Reproduce the items below with every occurrence of "keypoint" replaced by "target point" and all other text left unchanged. Omit the pictures from your reproduction.

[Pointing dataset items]
....................

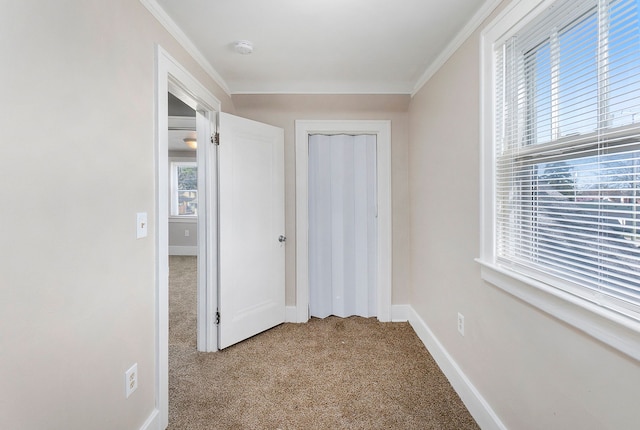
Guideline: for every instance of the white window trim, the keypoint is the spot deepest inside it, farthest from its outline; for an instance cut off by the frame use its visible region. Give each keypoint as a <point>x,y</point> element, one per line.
<point>613,329</point>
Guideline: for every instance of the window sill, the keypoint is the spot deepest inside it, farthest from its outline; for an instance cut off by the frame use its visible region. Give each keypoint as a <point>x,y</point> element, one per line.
<point>615,330</point>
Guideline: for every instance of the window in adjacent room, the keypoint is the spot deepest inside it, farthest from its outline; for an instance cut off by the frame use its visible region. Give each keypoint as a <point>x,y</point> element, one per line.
<point>562,150</point>
<point>184,188</point>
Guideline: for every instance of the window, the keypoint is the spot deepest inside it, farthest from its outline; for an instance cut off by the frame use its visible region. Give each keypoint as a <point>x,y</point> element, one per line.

....................

- [Result below]
Guideline: for every instance of the white window trim, the target point is the spot deepest inside it, farthest from its outline; for an instance cut off by the frame use its visible region. Give each target point as a <point>x,y</point> element, one per line.
<point>613,329</point>
Guideline: for every instance of the window sill, the target point is the spot deepest inside it, farthest from its outline; for an instance cut off by the frame use its visible region. Give each target point as a <point>x,y</point> element, one per line.
<point>615,330</point>
Guideline: for every instance of the window in adjacent room, the target point is the spot deepest inside it, farthest from its outline; for an instance cut off by the frame use its visible region. Give each target point as a <point>x,y</point> element, one per line.
<point>562,150</point>
<point>184,188</point>
Guideline: for every instance of the window, the target point is the spot deepest inside it, farthest from its outline; for an instance cut off by the frame use its visible region. Give each target point as a <point>x,y</point> element, one per line.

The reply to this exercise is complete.